## [Text]
※
# Clay



## GAT (Oct 8, 2011)

Where do you get the red clay for natural tank? I looked at Michaels but they seem to have lot of polymer clay but not natural red clay. Any idea where I can get the right stuff? 

I need it for my 30 gallon tank so if you already have the right red clay I am willing to pay some money.

thanks
gat


----------



## Fishfur (Mar 4, 2012)

Mlevi would know where he got his, at least, I think he got some.. there was a long thread on it. What you need to find is a pottery supply place for the kind of clay you are looking for. It's what is used to make terra cotta style pottery. There are a few around.. though it's not cheap.


----------



## GAT (Oct 8, 2011)

I talked to Mlevi but fortunately he got clay from someone else. I am not planning to spend $50 on the clay but I will try to get some if they are cheaper. Otherwise, I will just go without clay and hope for the best (maybe add seachem iron after a year or so?)
※
## [Exercise tasks]
A – According to the clay thread, what kind of place should someone look for to find the red clay?
B – Summarize the clay thread in two sentences.
C – Write out the portion of the clay thread starting at "## Fishfur (Mar" and ending at "year or so?)".
The entries were taken from a separate source.

## [Saved data entries]
※
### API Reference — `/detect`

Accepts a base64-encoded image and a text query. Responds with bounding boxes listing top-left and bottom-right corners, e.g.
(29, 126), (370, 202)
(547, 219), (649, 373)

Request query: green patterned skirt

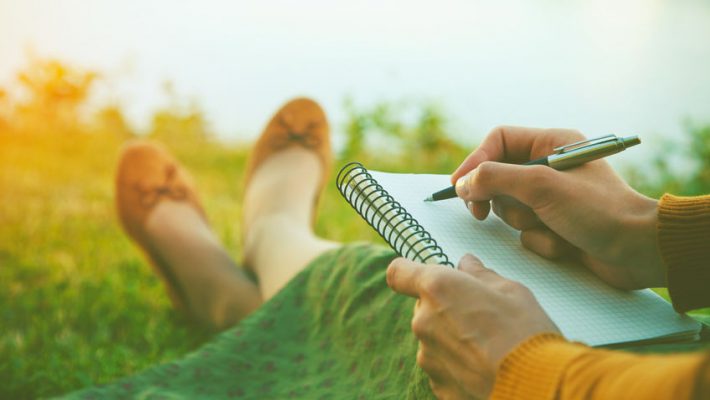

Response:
(67, 244), (433, 399)
(62, 244), (708, 399)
※
## [Task-by-task outputs]
A – A pottery supply place.

B – GAT asks where to find natural red clay for a 30 gallon tank, since Michaels seemed to carry mostly polymer clay. Fishfur recommends a pottery supply place, because that clay is used for terra cotta style pottery, though it is not cheap, and GAT replies that spending $50 is not the plan and going without clay is an option.

C –
## Fishfur (Mar 4, 2012)

Mlevi would know where he got his, at least, I think he got some.. there was a long thread on it. What you need to find is a pottery supply place for the kind of clay you are looking for. It's what is used to make terra cotta style pottery. There are a few around.. though it's not cheap.


----------



## GAT (Oct 8, 2011)

I talked to Mlevi but fortunately he got clay from someone else. I am not planning to spend $50 on the clay but I will try to get some if they are cheaper. Otherwise, I will just go without clay and hope for the best (maybe add seachem iron after a year or so?)